** SHORT PROBLEM **
Extract every line of the listing below that contains the string "house".

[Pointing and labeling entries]

---*---

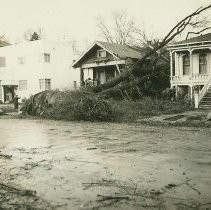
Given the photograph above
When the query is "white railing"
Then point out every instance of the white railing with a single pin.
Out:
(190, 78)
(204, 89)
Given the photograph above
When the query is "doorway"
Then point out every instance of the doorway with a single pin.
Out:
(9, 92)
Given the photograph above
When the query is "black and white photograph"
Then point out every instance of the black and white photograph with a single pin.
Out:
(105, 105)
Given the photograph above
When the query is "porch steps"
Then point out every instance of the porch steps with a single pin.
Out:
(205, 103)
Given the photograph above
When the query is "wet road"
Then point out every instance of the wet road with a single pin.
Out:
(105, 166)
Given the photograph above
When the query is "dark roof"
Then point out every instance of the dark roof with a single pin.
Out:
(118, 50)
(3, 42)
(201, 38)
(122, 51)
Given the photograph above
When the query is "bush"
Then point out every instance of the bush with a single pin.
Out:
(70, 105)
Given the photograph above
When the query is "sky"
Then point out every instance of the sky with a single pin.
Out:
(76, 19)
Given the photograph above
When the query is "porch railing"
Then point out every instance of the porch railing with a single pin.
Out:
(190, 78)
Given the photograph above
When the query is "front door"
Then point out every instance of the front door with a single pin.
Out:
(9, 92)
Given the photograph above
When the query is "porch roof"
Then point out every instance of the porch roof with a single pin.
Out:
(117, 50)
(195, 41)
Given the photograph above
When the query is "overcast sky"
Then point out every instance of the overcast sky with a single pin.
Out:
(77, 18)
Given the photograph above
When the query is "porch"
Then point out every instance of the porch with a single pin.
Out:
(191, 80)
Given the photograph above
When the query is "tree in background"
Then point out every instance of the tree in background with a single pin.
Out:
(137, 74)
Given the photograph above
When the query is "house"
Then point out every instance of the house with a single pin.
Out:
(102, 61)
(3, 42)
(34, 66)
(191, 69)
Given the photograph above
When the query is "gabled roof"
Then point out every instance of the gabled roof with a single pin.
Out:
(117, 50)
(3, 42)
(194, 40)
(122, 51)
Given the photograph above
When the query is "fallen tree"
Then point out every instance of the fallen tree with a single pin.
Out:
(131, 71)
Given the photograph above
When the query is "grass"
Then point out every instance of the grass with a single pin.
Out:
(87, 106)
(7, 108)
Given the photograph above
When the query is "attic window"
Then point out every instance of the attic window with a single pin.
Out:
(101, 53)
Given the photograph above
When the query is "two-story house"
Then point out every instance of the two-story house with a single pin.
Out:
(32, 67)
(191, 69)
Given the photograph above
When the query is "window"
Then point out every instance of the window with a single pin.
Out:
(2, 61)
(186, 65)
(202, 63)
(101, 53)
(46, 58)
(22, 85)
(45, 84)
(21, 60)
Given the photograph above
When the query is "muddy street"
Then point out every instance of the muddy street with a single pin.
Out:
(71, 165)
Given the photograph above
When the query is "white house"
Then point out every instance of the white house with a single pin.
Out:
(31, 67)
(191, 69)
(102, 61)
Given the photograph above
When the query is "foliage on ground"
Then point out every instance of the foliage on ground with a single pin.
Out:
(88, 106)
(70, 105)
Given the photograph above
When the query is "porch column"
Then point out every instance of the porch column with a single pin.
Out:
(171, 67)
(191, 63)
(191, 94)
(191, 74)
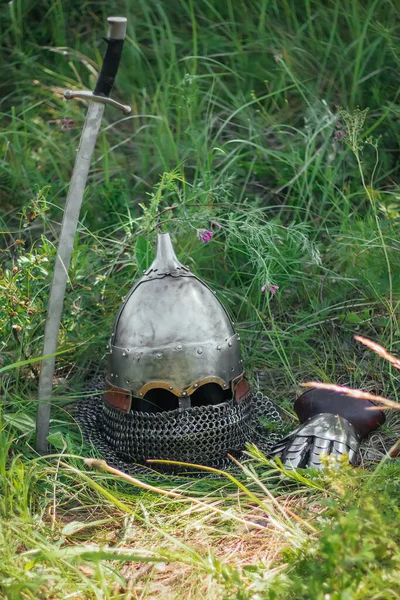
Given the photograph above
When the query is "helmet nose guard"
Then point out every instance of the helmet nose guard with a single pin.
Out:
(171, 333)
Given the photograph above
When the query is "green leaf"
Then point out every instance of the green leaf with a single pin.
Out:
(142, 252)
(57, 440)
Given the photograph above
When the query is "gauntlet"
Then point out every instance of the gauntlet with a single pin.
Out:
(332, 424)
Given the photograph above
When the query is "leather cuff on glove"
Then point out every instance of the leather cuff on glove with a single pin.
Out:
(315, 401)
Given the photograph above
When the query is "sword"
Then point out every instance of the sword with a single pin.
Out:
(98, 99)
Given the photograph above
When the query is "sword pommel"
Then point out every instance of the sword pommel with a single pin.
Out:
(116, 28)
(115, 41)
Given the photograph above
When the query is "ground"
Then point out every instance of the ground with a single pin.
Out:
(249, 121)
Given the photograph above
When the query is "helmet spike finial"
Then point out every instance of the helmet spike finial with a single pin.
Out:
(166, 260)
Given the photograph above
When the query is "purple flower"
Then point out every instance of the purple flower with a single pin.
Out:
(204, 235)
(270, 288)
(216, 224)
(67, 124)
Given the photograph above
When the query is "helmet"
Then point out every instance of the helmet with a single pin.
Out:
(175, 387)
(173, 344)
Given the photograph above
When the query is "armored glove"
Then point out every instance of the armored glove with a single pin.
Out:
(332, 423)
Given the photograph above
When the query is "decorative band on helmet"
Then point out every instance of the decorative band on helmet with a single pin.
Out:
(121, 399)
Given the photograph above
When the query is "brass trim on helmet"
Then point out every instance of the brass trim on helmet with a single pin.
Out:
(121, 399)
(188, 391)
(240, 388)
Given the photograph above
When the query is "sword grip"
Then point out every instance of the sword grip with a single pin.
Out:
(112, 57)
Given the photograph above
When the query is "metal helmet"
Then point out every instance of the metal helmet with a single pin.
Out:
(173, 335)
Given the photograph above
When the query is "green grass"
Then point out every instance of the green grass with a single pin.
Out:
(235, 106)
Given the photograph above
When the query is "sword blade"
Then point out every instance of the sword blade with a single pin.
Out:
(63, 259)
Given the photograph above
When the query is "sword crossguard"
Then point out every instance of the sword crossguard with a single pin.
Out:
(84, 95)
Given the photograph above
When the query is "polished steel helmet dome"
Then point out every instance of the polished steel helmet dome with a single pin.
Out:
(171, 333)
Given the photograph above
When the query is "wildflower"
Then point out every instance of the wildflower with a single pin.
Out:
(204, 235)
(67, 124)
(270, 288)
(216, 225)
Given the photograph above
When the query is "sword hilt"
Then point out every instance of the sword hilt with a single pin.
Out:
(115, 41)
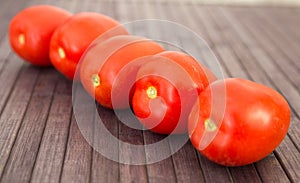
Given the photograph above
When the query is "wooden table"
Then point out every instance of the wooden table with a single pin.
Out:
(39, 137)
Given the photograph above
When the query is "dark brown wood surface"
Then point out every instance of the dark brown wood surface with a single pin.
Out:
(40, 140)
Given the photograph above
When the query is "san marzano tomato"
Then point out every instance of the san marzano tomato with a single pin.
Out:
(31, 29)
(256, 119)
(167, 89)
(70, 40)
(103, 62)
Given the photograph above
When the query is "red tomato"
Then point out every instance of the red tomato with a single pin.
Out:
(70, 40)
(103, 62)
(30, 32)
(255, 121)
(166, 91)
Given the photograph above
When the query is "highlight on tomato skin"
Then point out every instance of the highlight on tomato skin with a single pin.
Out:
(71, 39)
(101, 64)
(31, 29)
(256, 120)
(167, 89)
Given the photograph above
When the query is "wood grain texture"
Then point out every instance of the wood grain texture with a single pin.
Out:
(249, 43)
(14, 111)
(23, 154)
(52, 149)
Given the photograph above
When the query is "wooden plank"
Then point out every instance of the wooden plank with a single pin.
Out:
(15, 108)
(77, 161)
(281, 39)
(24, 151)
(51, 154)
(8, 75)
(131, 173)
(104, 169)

---*---

** REPLY TO THE EXERCISE **
When the query is "house"
Then point out every instance of the house with a single pin.
When the query is "two-story house"
Then point out every instance of the two-story house with a single pin.
When the query is "white house"
Then point out every instance of the white house with a single pin.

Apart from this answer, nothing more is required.